** Document excerpt follows **

Monday, September 27, 2004

I been having normal days again

... Such as getting in a good mood and then frustration at a customer for making me 2 minutes late to get off work. The nerve... He was nice though. My boss will find out what went wrong with my paperwork last night. I ended up being over (not short) in my drawer last night. I wish I could just keep it right myself. Can't seem to nail it. I just don't see how I could be $7.35 over. I am pretty sure I didn't rip anyone off.
Back to category. My medicine seems to work pretty good. I really only believe I am hearing things instead of believing all these people are talking to me without being here or else they are trying to make me insane. Cold-hearted stuff. Well, I should go for now. There is not really much to say with the medicine working...right now anyway.

Friday, September 24, 2004

I am getting better..

I used to realize it when I didn't hear things for a little while, I thought "Hey, cool, I am not hearing stuff right now, cool". And as soon as I thought it I would start hearing again for a little while. Now it almost seems like a normal Jen again. Well I am very tired tonight so I will go for now.

Saturday, September 18, 2004

My doctor...

My doctor increased my dosage to 120 milligrams of Geodon a day. The voices have changed. They sound like the aren't talking to me or about me anymore. Like the voices are turning away from me. It is really weird how the "voices" seem to have found something better to do. I am relieved. But I am also finding myself worried more. Worried about real life things. I mean I always worried about my kids and people I love. But I never really worried about keeping a job or worry about being robbed before. It didn't scare me until now. I thought life would be the easiest thing to live (especially after what I have been through) if I could just get rid of the voices. Now I don't worry about getting rid of the voices...I worry about real things. Go on and roll your eyes at me, but when you think 5 or 6 people are watching and talking about you all day long... you never get a minutes peace and even just peeing can be quite an ordeal. You feel like there is no privacy. You wanna say something to the voice like "look I can do this by myself" or "can't you find anything better to do". Besides bother me all day. But it does not go away without drugs...not for me. I feel better nowadays. But I am depressed about real issues. So I will go for now. Love to you.

** End of Document excerpt **
** Dataset excerpt follows **

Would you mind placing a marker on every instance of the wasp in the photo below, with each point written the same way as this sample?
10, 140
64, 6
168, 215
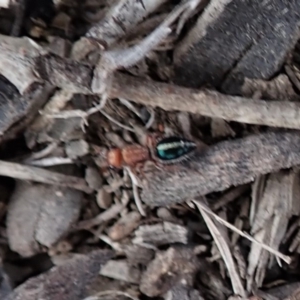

** End of Dataset excerpt **

[What is expected] Continue the blog entries above about hearing voices and taking medicine, starting right after the last sentence shown.

[Response area]
Tuesday, September 07, 2004

I have been having problems

At work, I seem to be having a few problems. I am forgetful of some things and I have been short in my register. Like I needed more issues to deal with. I might lose my job. Part of me says " I really like this job". Another says "I'll find one without a register" and the other voice says "Quit worrying there isn't much I can do about it". I just want a hob I can stay at and make a helpful amount of money. I greatly want to fully support myself but, I don't think that could happen. My medicine cost so much. It wasn't exactly a dream to work as a cashier but it made me feel better and the kids get some help. Part of me really wants to smoke again. I keep thinking that there are more important things than this job but, it costs money and the job is necessary. The only thing I can do right now. That is all right now. I wish my Aunt was feeling better.